▸ **Aim**
Reproduce the lines below verbatim, every one of them.

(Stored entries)
################

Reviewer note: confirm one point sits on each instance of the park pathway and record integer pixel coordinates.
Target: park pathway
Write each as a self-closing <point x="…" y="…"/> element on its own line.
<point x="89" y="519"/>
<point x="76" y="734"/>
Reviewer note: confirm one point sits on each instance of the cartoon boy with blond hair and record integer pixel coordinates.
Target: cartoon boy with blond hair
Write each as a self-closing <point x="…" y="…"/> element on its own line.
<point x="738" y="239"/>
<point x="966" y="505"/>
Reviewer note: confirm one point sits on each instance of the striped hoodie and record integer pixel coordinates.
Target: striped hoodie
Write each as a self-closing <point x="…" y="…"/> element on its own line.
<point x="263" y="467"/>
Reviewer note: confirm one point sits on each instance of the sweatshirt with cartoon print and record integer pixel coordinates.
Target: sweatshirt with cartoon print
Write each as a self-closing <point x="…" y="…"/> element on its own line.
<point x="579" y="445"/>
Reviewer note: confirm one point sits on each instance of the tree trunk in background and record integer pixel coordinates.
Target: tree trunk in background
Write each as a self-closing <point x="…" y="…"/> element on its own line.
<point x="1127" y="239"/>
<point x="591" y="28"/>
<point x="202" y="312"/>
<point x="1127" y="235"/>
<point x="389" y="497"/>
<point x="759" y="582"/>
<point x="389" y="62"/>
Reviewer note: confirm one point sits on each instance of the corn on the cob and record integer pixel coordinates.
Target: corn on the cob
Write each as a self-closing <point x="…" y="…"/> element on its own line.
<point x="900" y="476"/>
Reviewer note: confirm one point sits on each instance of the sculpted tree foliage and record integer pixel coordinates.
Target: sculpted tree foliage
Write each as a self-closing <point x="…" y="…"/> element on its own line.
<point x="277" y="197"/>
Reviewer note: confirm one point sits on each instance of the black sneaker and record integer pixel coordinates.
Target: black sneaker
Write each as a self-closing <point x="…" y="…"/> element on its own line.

################

▸ **Solution for this task**
Reviewer note: confirm one point sits on each instance of the park pathway and record integer pixel coordinates.
Target: park pathway
Write each as a self-closing <point x="…" y="…"/> element on its own line.
<point x="89" y="519"/>
<point x="76" y="734"/>
Reviewer note: confirm one point sits on each instance of the cartoon boy with blond hair and record integer pixel coordinates.
Target: cartoon boy with blond hair
Write each as a self-closing <point x="…" y="…"/> element on its own line.
<point x="738" y="239"/>
<point x="966" y="505"/>
Reviewer note: confirm one point sits on each instance of the striped hoodie and record integer pixel coordinates.
Target: striped hoodie
Write each as a self-closing <point x="…" y="…"/> element on its own line.
<point x="263" y="467"/>
Reviewer note: confirm one point sits on each instance of the sweatshirt with cartoon print and record integer pixel coordinates.
Target: sweatshirt with cartoon print
Write each as a self-closing <point x="…" y="…"/> element on its own line.
<point x="579" y="445"/>
Reviewer note: confirm one point sits on each instance of the tree trunk in background and record integer pixel coordinates.
Target: tree trunk in background
Write each as a self-closing <point x="…" y="…"/> element on its own line.
<point x="1127" y="239"/>
<point x="591" y="28"/>
<point x="202" y="312"/>
<point x="1127" y="235"/>
<point x="389" y="497"/>
<point x="759" y="582"/>
<point x="389" y="62"/>
Reviewer note: confirm one point sits on each instance of the corn on the cob and record integer pixel coordinates.
Target: corn on the cob
Write each as a self-closing <point x="…" y="…"/> element on its own line.
<point x="900" y="476"/>
Reviewer note: confirm one point sits on each instance of the sculpted tree foliage and record integer pixel coordinates.
Target: sculpted tree foliage
Write each as a self-closing <point x="…" y="…"/> element on its own line.
<point x="277" y="197"/>
Reviewer note: confirm one point sits on each instance of the black sneaker and record integer pixel coordinates.
Target: black sneaker
Write each as a self-closing <point x="…" y="…"/> element on its own line.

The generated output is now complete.